_Work instructions_
Extract all records. Keep each one exact.

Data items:
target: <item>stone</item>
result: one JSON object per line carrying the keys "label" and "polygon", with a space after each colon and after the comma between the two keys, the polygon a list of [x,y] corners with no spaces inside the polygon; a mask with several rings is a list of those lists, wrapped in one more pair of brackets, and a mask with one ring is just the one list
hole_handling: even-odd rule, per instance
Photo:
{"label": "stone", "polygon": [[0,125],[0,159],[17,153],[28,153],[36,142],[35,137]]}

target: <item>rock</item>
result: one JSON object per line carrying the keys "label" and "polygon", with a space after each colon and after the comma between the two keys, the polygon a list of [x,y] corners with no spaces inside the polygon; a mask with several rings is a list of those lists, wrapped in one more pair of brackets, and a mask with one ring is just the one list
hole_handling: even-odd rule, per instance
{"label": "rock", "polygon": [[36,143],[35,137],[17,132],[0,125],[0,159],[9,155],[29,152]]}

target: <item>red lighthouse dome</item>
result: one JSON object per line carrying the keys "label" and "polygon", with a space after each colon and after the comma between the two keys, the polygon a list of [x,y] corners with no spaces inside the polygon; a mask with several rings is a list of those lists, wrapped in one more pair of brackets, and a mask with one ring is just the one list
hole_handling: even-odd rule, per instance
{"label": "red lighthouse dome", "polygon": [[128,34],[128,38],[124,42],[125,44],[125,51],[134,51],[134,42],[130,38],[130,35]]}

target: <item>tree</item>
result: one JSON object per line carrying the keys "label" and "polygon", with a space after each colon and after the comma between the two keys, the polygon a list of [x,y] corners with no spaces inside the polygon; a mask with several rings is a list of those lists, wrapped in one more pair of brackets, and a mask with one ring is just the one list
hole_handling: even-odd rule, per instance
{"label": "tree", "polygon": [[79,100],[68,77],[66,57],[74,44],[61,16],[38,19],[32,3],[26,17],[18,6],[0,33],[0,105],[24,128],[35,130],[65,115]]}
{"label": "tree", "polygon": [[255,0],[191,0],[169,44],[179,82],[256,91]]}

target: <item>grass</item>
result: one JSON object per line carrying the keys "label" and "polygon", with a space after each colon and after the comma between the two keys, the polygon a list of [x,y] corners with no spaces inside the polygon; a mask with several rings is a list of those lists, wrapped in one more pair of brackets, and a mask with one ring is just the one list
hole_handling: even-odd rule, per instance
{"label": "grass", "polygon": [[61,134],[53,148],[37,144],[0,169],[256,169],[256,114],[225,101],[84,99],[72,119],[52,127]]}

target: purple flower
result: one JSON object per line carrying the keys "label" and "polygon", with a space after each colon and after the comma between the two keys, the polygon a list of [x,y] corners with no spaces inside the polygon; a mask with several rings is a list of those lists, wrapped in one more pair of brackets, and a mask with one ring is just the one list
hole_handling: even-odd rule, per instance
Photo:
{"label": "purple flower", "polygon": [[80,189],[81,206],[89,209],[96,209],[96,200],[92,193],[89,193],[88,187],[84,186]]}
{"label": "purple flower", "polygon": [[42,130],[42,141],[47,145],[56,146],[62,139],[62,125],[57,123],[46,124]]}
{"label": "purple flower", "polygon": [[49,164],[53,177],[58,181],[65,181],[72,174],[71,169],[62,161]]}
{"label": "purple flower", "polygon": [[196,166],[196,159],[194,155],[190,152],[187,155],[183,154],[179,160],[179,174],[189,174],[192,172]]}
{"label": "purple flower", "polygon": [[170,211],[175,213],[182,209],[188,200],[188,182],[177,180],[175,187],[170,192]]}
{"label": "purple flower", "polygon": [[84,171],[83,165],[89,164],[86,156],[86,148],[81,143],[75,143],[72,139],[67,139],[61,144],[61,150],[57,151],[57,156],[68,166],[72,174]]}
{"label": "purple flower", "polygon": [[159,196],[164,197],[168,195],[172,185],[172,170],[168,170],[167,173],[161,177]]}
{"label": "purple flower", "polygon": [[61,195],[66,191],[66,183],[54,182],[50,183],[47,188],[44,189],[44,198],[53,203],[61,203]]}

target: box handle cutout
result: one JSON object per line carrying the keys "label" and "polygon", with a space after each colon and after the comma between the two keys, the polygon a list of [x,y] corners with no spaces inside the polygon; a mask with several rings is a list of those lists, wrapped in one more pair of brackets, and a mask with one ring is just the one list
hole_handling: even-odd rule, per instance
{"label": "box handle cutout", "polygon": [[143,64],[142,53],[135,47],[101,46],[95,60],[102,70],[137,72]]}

_Task response_
target: <item>stone</item>
result: one JSON object per line carrying the keys "label" and "polygon", with a space after each colon and after the comma between the two keys, the polygon a list of [x,y] corners with no spaces inside the polygon; a mask with several rings is a list of those lists, wrapped in one more pair of brackets, and a mask with one ring is just the one list
hole_handling: even-odd rule, per instance
Photo:
{"label": "stone", "polygon": [[0,125],[0,159],[17,153],[28,153],[36,142],[35,137]]}

target: <item>rock</item>
result: one JSON object per line carrying the keys "label" and "polygon", with a space after each colon and after the comma between the two keys, the polygon a list of [x,y] corners with no spaces inside the polygon; a mask with several rings is a list of those lists, wrapped in one more pair of brackets, and a mask with one ring is just the one list
hole_handling: even-odd rule, per instance
{"label": "rock", "polygon": [[36,143],[35,137],[17,132],[0,125],[0,159],[9,155],[29,152]]}

target: <item>red lighthouse dome</item>
result: one JSON object per line carrying the keys "label" and "polygon", with a space after each colon and after the comma between the two keys, the polygon a list of [x,y] corners with no spaces inside the polygon; a mask with several rings is a list of those lists, wrapped in one more pair of brackets, and a mask with one ring is just the one list
hole_handling: even-odd rule, per instance
{"label": "red lighthouse dome", "polygon": [[128,34],[128,38],[124,42],[125,44],[125,51],[134,51],[134,42],[130,38],[130,35]]}

target: <item>tree</item>
result: one JSON object per line carrying the keys "label" and "polygon", with a space after each colon and after the comma between the two keys, the polygon a list of [x,y] corners with no spaces inside the polygon; a mask with several rings is a list of those lists, wrapped in one more pair of brackets, and a mask with one ring is just the one list
hole_handling: even-odd rule, per instance
{"label": "tree", "polygon": [[79,100],[68,77],[66,57],[74,44],[61,16],[38,19],[32,3],[26,17],[18,6],[0,33],[0,105],[24,128],[35,130],[65,115]]}
{"label": "tree", "polygon": [[255,0],[191,0],[169,44],[179,82],[256,91]]}

target: <item>grass</item>
result: one JSON object per line carrying the keys "label" and "polygon", with a space after each colon and after the comma between the two keys, the polygon a list of [x,y] corners with no spaces inside the polygon; a mask with several rings is a list of those lists, wrapped in one more pair of brackets, and a mask with one ring is just the one list
hole_handling: even-odd rule, per instance
{"label": "grass", "polygon": [[61,134],[53,148],[37,144],[0,169],[256,169],[256,114],[225,101],[84,99],[72,119],[52,127]]}

target: purple flower
result: one JSON object per line carrying the keys "label" and "polygon", with a space after each colon and after the comma between the two keys, the polygon a list of [x,y] corners with no spaces inside the polygon; a mask with several rings is a list of those lists, wrapped in one more pair of brackets, and a mask with one ring is just the one list
hole_handling: even-odd rule, per instance
Photo:
{"label": "purple flower", "polygon": [[80,189],[81,206],[89,209],[96,209],[96,200],[92,193],[89,193],[88,187],[84,186]]}
{"label": "purple flower", "polygon": [[42,130],[42,141],[47,145],[56,146],[62,139],[62,125],[57,123],[46,124]]}
{"label": "purple flower", "polygon": [[49,164],[53,177],[58,181],[65,181],[72,174],[71,169],[62,161]]}
{"label": "purple flower", "polygon": [[196,166],[196,159],[194,155],[190,152],[187,155],[183,154],[179,160],[179,174],[189,174],[192,172]]}
{"label": "purple flower", "polygon": [[170,211],[175,213],[182,209],[188,200],[188,182],[177,180],[175,187],[170,192]]}
{"label": "purple flower", "polygon": [[84,171],[83,165],[89,164],[86,156],[86,148],[81,143],[75,143],[72,139],[67,139],[61,144],[61,150],[57,151],[57,156],[68,166],[72,174]]}
{"label": "purple flower", "polygon": [[159,196],[164,197],[168,195],[172,185],[172,170],[168,170],[167,173],[161,177]]}
{"label": "purple flower", "polygon": [[61,195],[66,191],[66,183],[54,182],[50,183],[47,188],[44,189],[44,198],[53,203],[61,203]]}

target: box handle cutout
result: one JSON object per line carrying the keys "label" and "polygon", with a space after each colon and after the comma between the two keys, the polygon a list of [x,y] corners with no spaces inside the polygon; a mask with several rings is a list of those lists, wrapped in one more pair of brackets, and a mask with one ring is just the one list
hole_handling: even-odd rule, per instance
{"label": "box handle cutout", "polygon": [[143,64],[142,53],[135,47],[101,46],[95,60],[102,70],[137,72]]}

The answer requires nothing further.